MATERIAL PROVIDED |
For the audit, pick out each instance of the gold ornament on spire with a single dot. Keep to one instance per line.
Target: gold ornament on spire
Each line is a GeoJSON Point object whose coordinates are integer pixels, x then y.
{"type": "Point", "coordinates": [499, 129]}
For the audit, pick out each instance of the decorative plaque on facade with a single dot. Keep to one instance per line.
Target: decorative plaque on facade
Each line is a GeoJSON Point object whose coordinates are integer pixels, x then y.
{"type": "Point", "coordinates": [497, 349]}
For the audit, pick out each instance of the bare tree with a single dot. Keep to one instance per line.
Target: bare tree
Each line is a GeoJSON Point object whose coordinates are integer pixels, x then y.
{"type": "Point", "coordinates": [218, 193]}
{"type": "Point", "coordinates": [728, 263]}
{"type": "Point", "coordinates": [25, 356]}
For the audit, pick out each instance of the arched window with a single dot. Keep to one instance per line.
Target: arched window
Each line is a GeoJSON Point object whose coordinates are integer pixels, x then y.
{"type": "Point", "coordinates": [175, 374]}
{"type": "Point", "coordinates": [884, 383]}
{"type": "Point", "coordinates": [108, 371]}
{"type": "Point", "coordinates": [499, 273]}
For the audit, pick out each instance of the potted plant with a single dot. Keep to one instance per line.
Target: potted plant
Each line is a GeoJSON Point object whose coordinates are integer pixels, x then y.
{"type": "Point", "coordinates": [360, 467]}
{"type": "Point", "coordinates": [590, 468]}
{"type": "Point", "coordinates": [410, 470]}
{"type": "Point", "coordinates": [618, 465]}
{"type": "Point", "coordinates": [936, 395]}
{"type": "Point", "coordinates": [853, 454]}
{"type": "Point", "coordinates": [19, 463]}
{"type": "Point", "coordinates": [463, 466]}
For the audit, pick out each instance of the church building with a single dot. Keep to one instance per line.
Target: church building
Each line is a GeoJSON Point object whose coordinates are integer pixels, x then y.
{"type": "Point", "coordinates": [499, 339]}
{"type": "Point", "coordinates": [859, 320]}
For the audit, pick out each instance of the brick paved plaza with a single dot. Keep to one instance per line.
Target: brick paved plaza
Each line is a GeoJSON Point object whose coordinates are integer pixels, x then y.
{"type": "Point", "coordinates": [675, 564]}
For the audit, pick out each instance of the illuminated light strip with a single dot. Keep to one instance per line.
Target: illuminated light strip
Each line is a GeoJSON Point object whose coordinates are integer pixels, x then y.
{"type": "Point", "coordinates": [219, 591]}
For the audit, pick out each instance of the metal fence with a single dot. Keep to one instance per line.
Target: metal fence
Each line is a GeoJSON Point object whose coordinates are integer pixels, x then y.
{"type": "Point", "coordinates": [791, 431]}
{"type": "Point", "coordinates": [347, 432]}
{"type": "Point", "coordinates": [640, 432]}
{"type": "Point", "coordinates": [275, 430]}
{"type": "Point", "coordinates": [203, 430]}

WHAT THE TASK ASKS | Reproduce only those lines of the entries above that run from the line with "For the audit, pick out each instance of the arched" to the final line.

ANSWER TO THE PROBLEM |
For the audit, pick out each instance of the arched window with a single dot. Keep to one instance per line.
Target: arched window
Each line is a GeoJSON Point object whose coordinates are integer pixels, x then y.
{"type": "Point", "coordinates": [175, 374]}
{"type": "Point", "coordinates": [884, 383]}
{"type": "Point", "coordinates": [108, 371]}
{"type": "Point", "coordinates": [499, 273]}
For the audit, pick out each instance of the potted plant with a single dot. Keep to one instance per line.
Target: potted plant
Each line is a GeoJSON Point object whose coordinates are integer pixels, x then y.
{"type": "Point", "coordinates": [360, 467]}
{"type": "Point", "coordinates": [590, 468]}
{"type": "Point", "coordinates": [410, 470]}
{"type": "Point", "coordinates": [618, 465]}
{"type": "Point", "coordinates": [936, 395]}
{"type": "Point", "coordinates": [853, 454]}
{"type": "Point", "coordinates": [19, 463]}
{"type": "Point", "coordinates": [463, 466]}
For the audit, pick out each instance of the church building with a single dot. Keep to one instance per line.
Target: church building
Each line is a GeoJSON Point object whose coordinates are integer pixels, x then y.
{"type": "Point", "coordinates": [499, 339]}
{"type": "Point", "coordinates": [859, 320]}
For the audit, pick out each instance of the brick paved plaza with a single dot. Keep to one instance per line.
Target: brick paved plaza
Each line is a GeoJSON Point object whose coordinates are integer pixels, x then y.
{"type": "Point", "coordinates": [675, 564]}
For the audit, pick out each instance of the illuminated light strip with a single dot. Keep to one instance per line.
Target: illuminated light strip
Each line is a GeoJSON Point object whose coordinates are integer pixels, x then y.
{"type": "Point", "coordinates": [219, 591]}
For the audit, pick out each instance of the metal fence with a single dot. Keep to one instance per line.
Target: metal fence
Each line is a GeoJSON Point object whose coordinates are integer pixels, x then y.
{"type": "Point", "coordinates": [791, 431]}
{"type": "Point", "coordinates": [347, 432]}
{"type": "Point", "coordinates": [640, 432]}
{"type": "Point", "coordinates": [275, 430]}
{"type": "Point", "coordinates": [203, 430]}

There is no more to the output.